La pizza ha origini orientali?
In quel periodo, nel Vicino Oriente, gli uomini, nata da poco l’agricoltura, capirono che cuocere sulla pietra polente di cereali tostati e macinati o di pane azzimo fosse un buon modo per mangiare qualcosa di davvero gustoso e originale. Grazie poi agli antichi Egizi, scopritori del lievito, la storia della pizza diventa tutta in salita. Con la lievitazione gli impasti di cereali schiacciati o macinati diventano, dopo la cottura, morbidi, leggeri, più gustosi e digeribili. E così si diffonde il pane. Inizialmente.
Pizza romana
Inventato il pane, il percorso a tappe della pizza continua nell’antica Roma. Qui, i contadini, dopo aver imparato ad incrociare i diversi tipi di farro conosciuti creando la farina (il suo nome deriva da “far”, che in latino vuol dire proprio farro), impastano la farina di chicchi di frumento macinati con acqua, erbe aromatiche e sale. E poi pongono questa focaccia rotonda a cuocere sul focolare, al calore della cenere. Bene: i napoletani non la prenderanno nel migliore dei modi, ma sono stati i romani ad utilizzare veri e propri dischi di pane per contenere pietanze sugose. Pizze rotonde, più o meno. Ma con gradi di parentela molto, molto lontani dalle pizze che si possono gustare oggi all’ombra del Vesuvio. Mancano, infatti, ancora tantissimi ingredienti, molti dei quali sconosciuti fino a secoli e secoli dopo. Nel VII dopo Cristo, con l’arrivo in Italia dei Longobardi, inizia a circolare un nuovo vocabolo gotico-longobardo: “bizzo”, talvolta detto “pizzo”. In tedesco “bizzen”. Ovvero morso. Ci siamo quasi.
Il termine pizza nei primi documenti storici
Da morso a boccone, da pezzo di pane a focaccia la sineddoche a catena è servita. Tanto che verso l’anno Mille si trovano i primi documenti ufficiali col termine “pizza”. Come in uno datato 1195 e redatto a Penne, in Abruzzo. O quelli della Curia Romana del 1300, dove si parla di “pizis” e “pissas” riferendosi ad alcuni tipici prodotti da forno, di quel periodo, nel centro-sud della penisola. Abruzzo e Molise su tutti. Napoli, ci stiamo avvicinando.

■ ISTRUZIONI
1. Secondo il testo sulla storia della pizza, in che anno è datato il documento redatto a Penne, in Abruzzo?
2. Scrivi il seguito del testo sulla storia della pizza, riprendendo subito dopo la frase «Napoli, ci stiamo avvicinando.»
Le righe non hanno alcun ruolo in questo lavoro.

■ RIGHE FORNITE
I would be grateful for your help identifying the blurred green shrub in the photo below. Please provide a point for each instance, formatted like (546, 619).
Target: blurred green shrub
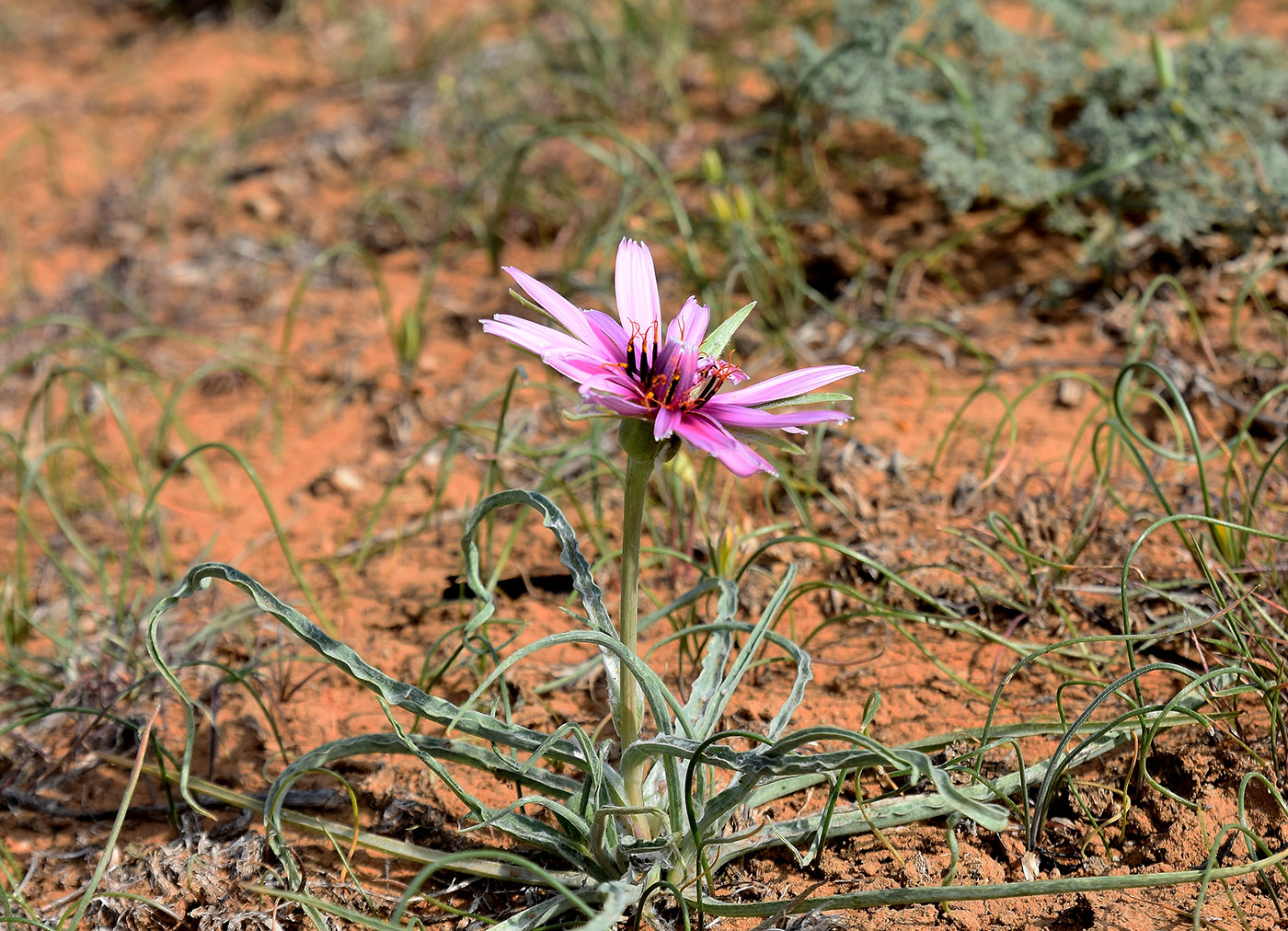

* * *

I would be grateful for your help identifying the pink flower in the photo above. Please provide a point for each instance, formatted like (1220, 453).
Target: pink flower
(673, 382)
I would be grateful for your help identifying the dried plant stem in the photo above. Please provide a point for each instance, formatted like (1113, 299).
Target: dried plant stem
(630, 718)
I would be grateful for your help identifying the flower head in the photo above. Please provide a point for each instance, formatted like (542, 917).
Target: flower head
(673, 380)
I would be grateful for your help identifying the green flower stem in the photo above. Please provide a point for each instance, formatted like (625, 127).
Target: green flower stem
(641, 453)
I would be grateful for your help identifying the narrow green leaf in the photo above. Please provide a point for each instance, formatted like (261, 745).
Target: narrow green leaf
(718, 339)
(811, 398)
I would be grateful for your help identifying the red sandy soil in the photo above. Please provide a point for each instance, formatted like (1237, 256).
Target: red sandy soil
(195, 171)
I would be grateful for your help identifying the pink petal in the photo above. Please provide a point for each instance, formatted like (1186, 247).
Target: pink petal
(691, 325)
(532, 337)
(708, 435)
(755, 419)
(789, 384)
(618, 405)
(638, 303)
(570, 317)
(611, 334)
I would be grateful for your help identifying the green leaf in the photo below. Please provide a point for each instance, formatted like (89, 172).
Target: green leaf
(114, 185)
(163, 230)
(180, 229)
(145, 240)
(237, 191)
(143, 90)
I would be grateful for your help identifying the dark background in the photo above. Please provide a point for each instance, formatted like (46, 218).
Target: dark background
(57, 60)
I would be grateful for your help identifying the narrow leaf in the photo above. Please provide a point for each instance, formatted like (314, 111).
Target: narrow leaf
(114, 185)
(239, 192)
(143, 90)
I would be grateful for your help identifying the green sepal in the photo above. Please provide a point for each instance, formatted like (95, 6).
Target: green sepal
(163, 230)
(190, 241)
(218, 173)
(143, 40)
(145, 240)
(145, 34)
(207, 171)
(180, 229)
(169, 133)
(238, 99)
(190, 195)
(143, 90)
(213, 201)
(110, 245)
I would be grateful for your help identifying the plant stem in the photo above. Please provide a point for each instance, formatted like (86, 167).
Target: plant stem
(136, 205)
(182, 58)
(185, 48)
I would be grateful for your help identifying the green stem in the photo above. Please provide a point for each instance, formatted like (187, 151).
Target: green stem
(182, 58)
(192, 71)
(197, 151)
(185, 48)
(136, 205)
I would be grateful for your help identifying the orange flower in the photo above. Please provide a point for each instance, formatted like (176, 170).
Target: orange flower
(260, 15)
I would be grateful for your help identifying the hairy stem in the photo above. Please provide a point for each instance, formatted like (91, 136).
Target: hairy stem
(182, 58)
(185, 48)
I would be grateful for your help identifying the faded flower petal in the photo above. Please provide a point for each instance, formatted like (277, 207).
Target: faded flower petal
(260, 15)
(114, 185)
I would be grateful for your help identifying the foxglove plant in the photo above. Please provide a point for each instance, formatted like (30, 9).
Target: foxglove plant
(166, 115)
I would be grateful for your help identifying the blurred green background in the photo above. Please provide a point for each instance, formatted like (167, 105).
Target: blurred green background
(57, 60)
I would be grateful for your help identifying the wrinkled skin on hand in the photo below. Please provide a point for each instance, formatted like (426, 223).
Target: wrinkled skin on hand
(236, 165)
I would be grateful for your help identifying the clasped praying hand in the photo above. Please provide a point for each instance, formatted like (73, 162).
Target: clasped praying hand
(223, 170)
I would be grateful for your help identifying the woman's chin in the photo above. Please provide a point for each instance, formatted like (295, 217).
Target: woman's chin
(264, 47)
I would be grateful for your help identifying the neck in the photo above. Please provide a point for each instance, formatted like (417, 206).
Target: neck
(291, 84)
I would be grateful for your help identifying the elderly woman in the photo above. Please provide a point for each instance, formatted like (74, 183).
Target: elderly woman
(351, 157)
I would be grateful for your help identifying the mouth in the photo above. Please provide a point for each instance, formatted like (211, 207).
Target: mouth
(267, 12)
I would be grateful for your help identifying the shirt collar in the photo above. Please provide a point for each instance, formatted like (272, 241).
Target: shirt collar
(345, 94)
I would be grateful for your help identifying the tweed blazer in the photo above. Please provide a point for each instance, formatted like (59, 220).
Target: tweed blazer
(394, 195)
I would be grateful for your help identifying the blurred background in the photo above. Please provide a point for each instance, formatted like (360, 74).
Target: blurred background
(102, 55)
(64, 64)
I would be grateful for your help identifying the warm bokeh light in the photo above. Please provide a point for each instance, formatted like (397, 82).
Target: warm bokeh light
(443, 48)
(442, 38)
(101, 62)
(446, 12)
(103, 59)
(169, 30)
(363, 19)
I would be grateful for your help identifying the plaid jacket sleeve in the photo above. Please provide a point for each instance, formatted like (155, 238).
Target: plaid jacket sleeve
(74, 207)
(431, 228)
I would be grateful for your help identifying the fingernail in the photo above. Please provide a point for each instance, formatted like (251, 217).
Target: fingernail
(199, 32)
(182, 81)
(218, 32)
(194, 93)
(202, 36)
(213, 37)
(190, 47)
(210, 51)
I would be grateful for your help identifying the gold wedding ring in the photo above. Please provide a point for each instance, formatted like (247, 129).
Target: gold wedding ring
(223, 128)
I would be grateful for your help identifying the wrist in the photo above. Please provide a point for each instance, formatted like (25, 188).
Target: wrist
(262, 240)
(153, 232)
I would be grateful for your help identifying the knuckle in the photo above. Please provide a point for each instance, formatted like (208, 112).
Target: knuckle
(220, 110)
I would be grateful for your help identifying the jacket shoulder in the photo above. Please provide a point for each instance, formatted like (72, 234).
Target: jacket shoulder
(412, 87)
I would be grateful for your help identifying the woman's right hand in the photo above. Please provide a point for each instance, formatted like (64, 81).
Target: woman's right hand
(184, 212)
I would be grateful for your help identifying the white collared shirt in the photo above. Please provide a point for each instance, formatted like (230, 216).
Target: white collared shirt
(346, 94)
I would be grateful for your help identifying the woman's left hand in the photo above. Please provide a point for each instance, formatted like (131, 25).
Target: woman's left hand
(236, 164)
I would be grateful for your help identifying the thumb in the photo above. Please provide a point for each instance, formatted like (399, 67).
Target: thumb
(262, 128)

■ RISPOSTE
1. Il documento è datato 1195.

2.
Si arriva a Napoli
Nel 1535, finalmente, nella sua “Descrizione dei luoghi antichi di Napoli”, il poeta e saggista Benedetto Di Falco dice che la “focaccia, in Napoletano è detta pizza”. Così diventa ufficiale: anche in Campania l’evoluzione della pizza non si è mai fermata. E la tradizione neanche. Come quella della tipica schiacciata di farina di frumento impastata e condita con aglio, strutto e sale grosso continua a incontrare il favore delle popolazioni del Meridione. In poco tempo, però, l’olio d’oliva prende il posto dello strutto, si aggiunge il formaggio e si ritrovano le erbe aromatiche. E così, agli albori del XVII secolo, fa la sua apparizione una ricetta dal maestoso profumo di basilico, la pizza “alla Mastunicola” (in dialetto, del maestro Nicola).
Ecco il pomodoro
Nel 1600 siamo davvero agli inizi della storia moderna della pizza. Pasta per pane cotta in forni a legna, condita con aglio, strutto e sale grosso, oppure, nella versione più “ricca”, con caciocavallo e basilico. Con la scoperta dell’America, poi, arriva il pomodoro anche in Italia e tutto prende un sapore diverso. Il pomodoro fu dapprima usato in cucina come salsa cotta con un po’ di sale e basilico, mentre più tardi qualcuno ebbe l’intuizione di utilizzarlo, inventando, così senza volerlo, la pizza come la conosciamo oggi. Pur senza mozzarella, che invece completa questa storia solo nel 1800. Lo stesso secolo in cui, ormai, la pizza è diffusissima nel popolino, ma non solo. A gustarla volentieri sono anche baroni, principi e regnanti, tanto che finisce sulle tavolate durante i ricevimenti dei Borboni, mentre Ferdinando IV la fa cuocere nei forni di Capodimonte.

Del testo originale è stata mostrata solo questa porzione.